*WRITTEN REQUEST*:
Edit the data below by replacing every occurrence of "Target" with "Object", leaving everything else unchanged.
═════ SUPPLIED MATERIAL
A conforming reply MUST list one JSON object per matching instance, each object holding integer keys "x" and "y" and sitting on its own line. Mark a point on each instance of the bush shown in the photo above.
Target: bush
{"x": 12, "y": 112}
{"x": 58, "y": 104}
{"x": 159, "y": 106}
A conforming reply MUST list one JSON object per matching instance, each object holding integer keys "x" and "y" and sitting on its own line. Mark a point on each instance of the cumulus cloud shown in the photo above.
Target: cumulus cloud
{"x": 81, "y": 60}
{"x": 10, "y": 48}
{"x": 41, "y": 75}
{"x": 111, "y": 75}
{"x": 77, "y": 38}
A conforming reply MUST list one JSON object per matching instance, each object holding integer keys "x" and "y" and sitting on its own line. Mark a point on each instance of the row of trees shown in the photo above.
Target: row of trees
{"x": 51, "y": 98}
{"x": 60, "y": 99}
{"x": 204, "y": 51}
══════════
*THE ANSWER*:
A conforming reply MUST list one JSON object per matching instance, each object holding integer keys "x" and "y" and sitting on its own line. Mark a point on each instance of the bush shown in the photo above.
Object: bush
{"x": 12, "y": 112}
{"x": 58, "y": 104}
{"x": 159, "y": 106}
A conforming reply MUST list one JSON object per matching instance, each object holding integer keys "x" and "y" and sitting on its own line. Mark a point on each instance of the cumulus cloud shown in the photo above.
Object: cumulus cloud
{"x": 81, "y": 60}
{"x": 10, "y": 48}
{"x": 41, "y": 75}
{"x": 111, "y": 75}
{"x": 77, "y": 38}
A conforming reply MUST list one JSON object per matching instance, each object holding integer keys "x" and "y" and sitting on its own line. Mark a point on each instance of the row of trees shown in the photo above.
Object: row of trees
{"x": 51, "y": 98}
{"x": 60, "y": 99}
{"x": 204, "y": 51}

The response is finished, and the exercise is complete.